Location identification records
▶

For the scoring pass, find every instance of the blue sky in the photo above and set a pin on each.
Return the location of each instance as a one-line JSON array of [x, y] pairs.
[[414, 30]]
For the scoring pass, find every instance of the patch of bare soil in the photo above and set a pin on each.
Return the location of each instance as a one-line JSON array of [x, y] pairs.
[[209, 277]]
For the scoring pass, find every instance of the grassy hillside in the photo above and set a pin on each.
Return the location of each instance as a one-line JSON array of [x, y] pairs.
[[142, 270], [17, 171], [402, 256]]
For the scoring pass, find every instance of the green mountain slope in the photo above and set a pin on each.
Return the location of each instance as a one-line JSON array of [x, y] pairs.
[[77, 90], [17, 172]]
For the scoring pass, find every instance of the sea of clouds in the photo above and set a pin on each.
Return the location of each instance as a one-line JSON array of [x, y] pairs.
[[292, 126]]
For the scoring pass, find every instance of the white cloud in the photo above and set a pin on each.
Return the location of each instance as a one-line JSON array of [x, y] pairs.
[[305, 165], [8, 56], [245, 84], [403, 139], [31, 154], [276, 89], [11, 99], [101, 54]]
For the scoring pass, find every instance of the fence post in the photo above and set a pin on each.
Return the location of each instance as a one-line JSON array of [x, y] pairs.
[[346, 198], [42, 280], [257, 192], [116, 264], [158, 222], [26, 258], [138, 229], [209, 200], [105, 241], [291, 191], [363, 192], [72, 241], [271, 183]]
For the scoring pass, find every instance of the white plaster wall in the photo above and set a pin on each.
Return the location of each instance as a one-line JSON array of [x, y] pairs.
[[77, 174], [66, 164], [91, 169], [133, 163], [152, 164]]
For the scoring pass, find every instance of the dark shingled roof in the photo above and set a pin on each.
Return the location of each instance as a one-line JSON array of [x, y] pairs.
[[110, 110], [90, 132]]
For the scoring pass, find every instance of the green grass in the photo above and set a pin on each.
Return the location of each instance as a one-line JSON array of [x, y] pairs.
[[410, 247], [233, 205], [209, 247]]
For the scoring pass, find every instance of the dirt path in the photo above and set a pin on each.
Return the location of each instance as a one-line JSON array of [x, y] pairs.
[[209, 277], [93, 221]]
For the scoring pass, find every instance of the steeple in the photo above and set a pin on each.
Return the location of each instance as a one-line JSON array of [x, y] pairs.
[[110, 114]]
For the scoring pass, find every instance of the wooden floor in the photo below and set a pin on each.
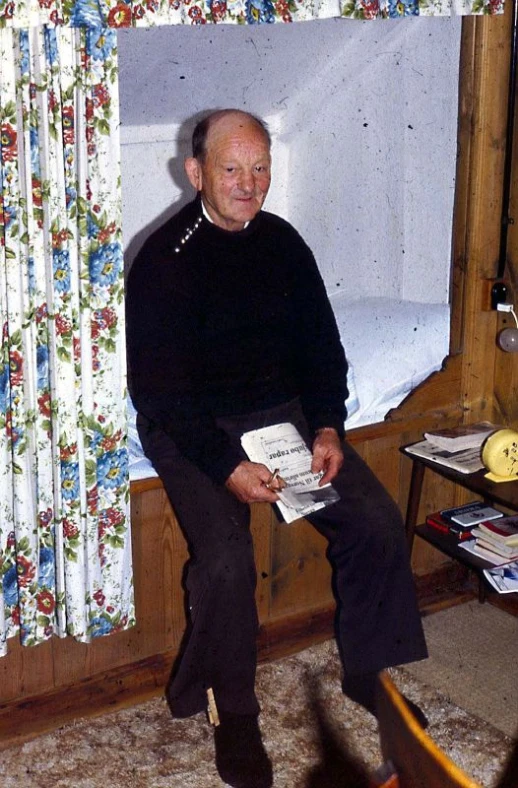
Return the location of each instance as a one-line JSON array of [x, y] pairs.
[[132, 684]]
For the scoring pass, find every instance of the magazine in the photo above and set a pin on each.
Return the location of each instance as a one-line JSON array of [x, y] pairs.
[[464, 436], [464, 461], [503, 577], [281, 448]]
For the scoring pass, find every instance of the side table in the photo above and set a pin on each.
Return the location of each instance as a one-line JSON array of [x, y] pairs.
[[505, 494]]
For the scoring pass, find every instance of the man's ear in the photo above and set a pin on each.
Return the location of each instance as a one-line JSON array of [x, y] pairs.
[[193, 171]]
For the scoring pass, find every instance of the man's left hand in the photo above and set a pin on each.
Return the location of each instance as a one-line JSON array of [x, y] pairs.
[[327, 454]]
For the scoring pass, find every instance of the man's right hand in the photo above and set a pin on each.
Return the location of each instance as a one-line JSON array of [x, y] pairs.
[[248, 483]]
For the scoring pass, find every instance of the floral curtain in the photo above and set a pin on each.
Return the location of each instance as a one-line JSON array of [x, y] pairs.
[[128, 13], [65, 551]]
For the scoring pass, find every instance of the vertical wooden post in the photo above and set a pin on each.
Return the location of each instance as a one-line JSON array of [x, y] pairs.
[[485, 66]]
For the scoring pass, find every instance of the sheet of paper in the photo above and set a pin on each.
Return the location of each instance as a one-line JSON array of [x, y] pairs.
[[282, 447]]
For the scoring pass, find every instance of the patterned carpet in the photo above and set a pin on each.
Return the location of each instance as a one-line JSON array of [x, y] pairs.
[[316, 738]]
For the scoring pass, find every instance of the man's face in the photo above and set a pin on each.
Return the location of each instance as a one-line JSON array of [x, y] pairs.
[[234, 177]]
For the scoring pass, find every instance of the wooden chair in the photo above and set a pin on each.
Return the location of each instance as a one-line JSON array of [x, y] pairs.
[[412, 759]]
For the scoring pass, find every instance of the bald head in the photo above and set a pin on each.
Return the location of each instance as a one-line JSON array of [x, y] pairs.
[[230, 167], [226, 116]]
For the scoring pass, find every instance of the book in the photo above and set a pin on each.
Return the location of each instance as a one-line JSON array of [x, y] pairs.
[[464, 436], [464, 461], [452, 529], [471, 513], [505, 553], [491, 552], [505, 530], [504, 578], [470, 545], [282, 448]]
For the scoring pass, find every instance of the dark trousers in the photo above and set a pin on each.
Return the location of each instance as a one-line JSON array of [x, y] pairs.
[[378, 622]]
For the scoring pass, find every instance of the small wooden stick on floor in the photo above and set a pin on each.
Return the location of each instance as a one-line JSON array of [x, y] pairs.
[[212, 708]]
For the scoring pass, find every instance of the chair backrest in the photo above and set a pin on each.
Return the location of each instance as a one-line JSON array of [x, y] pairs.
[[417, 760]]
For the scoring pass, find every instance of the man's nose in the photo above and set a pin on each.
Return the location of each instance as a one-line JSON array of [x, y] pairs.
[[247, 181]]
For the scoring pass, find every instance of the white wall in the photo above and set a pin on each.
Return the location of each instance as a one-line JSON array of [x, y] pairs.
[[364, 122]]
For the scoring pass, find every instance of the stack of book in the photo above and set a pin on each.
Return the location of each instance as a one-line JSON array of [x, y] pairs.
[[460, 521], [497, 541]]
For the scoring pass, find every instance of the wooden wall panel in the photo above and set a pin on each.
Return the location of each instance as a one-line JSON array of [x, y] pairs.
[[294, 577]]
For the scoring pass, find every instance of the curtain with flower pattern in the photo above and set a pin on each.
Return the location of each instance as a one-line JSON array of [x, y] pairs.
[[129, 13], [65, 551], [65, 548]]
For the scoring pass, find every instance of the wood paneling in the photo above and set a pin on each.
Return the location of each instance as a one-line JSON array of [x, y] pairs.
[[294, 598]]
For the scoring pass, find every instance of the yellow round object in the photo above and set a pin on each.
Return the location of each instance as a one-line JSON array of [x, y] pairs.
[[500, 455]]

◀
▶

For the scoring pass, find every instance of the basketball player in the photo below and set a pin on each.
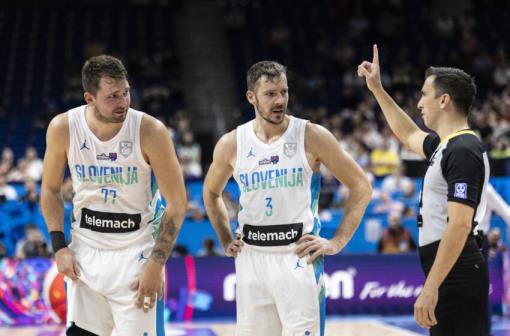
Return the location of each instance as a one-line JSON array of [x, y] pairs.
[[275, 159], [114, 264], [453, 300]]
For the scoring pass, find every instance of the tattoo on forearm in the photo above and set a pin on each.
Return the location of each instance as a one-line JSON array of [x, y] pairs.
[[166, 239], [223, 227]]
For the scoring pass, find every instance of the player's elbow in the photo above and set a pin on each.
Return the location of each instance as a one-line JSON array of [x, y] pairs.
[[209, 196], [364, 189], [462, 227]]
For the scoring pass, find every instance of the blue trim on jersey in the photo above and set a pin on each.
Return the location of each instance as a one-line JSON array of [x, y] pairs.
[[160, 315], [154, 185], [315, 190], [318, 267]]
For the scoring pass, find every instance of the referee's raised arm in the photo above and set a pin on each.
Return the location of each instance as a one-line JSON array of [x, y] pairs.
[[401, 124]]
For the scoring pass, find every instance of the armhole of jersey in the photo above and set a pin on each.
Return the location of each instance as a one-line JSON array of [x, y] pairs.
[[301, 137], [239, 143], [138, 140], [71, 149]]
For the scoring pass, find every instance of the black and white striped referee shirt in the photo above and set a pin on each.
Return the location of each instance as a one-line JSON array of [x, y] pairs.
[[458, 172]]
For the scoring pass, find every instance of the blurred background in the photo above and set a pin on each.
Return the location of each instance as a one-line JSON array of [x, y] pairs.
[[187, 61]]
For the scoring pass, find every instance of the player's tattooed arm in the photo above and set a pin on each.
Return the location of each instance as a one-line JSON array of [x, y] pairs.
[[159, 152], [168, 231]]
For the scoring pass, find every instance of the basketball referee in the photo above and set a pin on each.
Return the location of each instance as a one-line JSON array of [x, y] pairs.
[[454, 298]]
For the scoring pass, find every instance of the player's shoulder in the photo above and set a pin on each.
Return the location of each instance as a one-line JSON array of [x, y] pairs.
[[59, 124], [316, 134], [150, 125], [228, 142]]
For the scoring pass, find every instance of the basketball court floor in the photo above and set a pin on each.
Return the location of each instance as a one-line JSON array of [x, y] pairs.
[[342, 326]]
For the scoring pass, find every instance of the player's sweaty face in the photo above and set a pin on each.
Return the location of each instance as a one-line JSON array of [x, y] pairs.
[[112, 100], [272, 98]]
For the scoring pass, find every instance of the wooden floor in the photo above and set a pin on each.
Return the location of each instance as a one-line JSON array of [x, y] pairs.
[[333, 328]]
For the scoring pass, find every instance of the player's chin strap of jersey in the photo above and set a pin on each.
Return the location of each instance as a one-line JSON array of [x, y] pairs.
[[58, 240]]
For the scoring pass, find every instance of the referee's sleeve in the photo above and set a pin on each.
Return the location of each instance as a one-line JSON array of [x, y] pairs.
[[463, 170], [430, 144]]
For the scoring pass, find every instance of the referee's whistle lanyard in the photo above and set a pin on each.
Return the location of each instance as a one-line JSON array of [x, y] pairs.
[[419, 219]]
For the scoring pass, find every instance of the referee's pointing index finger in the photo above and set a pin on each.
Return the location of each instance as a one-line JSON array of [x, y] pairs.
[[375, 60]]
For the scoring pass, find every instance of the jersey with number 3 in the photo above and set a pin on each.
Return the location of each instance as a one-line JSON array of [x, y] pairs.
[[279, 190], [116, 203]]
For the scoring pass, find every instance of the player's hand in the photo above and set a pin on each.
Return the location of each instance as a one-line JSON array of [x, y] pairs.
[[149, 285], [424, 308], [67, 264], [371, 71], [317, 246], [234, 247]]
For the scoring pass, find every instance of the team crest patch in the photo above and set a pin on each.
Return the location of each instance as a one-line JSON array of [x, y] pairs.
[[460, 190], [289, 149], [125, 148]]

◀
▶

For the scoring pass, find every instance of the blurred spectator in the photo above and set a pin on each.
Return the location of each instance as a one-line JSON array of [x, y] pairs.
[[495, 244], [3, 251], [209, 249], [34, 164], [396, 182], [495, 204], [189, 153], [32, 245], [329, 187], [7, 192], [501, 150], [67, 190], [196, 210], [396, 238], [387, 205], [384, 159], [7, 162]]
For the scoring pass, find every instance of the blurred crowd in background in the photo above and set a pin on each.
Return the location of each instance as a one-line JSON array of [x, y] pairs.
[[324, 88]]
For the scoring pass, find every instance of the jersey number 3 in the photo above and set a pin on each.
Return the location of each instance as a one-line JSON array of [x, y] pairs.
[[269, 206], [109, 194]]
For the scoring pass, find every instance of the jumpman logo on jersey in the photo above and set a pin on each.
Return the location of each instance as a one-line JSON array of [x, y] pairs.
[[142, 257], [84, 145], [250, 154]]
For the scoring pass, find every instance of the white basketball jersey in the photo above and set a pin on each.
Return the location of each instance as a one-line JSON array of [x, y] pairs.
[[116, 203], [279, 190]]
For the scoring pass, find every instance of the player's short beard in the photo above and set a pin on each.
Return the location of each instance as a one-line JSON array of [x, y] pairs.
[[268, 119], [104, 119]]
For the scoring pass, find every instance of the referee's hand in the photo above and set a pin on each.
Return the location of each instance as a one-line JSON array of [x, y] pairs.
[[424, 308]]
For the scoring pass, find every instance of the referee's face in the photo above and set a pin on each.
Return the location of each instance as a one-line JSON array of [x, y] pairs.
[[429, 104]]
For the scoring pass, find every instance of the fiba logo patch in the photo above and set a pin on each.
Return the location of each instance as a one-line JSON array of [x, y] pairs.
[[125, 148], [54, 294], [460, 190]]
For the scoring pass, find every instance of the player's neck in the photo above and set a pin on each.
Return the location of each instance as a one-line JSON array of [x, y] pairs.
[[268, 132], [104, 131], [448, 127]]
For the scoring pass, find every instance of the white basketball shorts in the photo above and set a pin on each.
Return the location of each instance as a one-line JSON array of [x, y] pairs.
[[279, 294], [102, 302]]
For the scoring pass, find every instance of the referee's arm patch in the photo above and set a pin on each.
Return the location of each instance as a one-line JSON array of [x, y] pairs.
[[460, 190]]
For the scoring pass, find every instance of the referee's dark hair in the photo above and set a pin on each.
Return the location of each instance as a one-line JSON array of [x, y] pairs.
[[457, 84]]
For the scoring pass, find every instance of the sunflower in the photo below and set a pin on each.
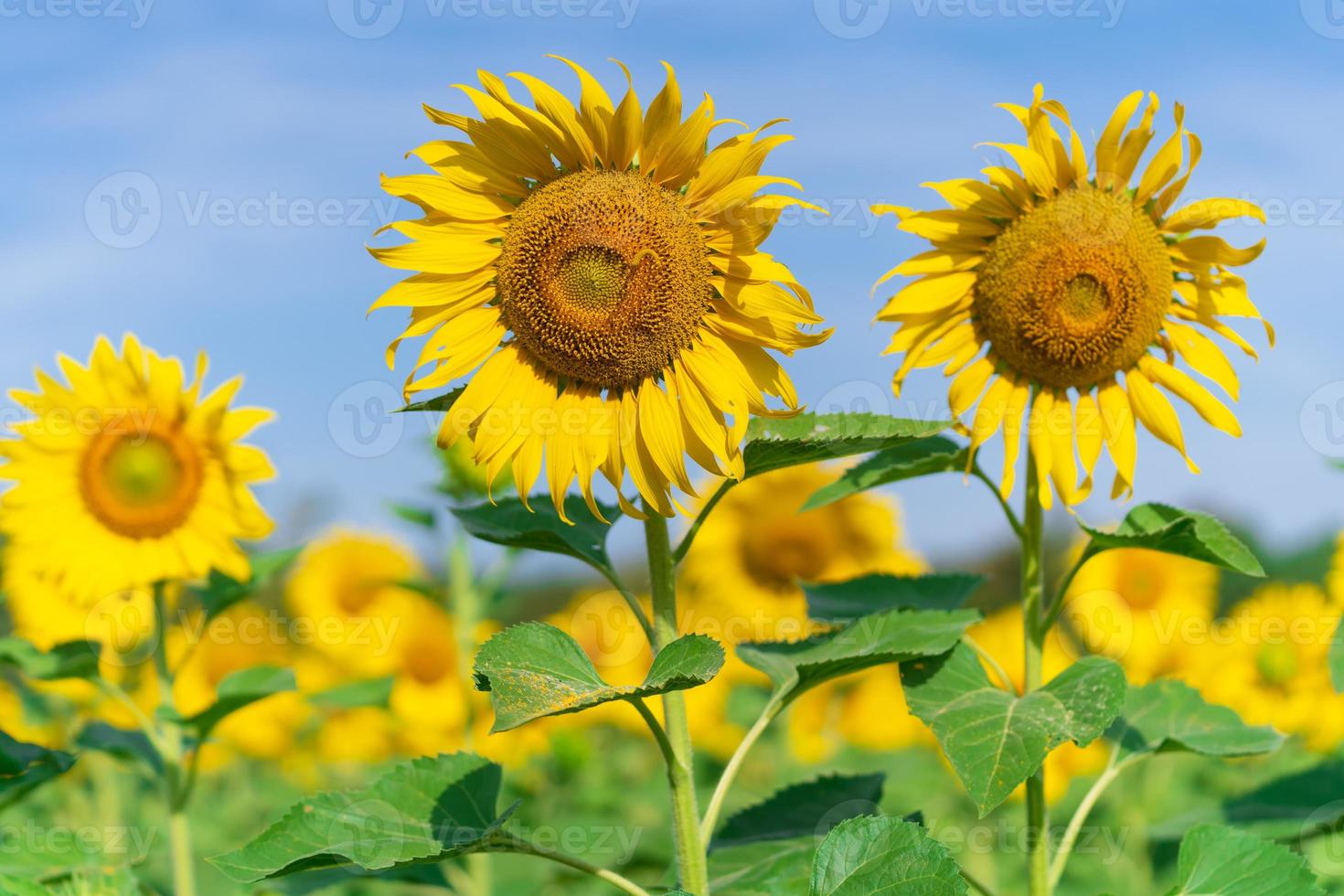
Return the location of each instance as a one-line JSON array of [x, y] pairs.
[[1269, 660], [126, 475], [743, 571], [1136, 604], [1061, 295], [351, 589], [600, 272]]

◀

● **Task to complete**: Count the lines of the records above that contain the word "green", matching case exactly, and give only the number.

● **Solution**: 2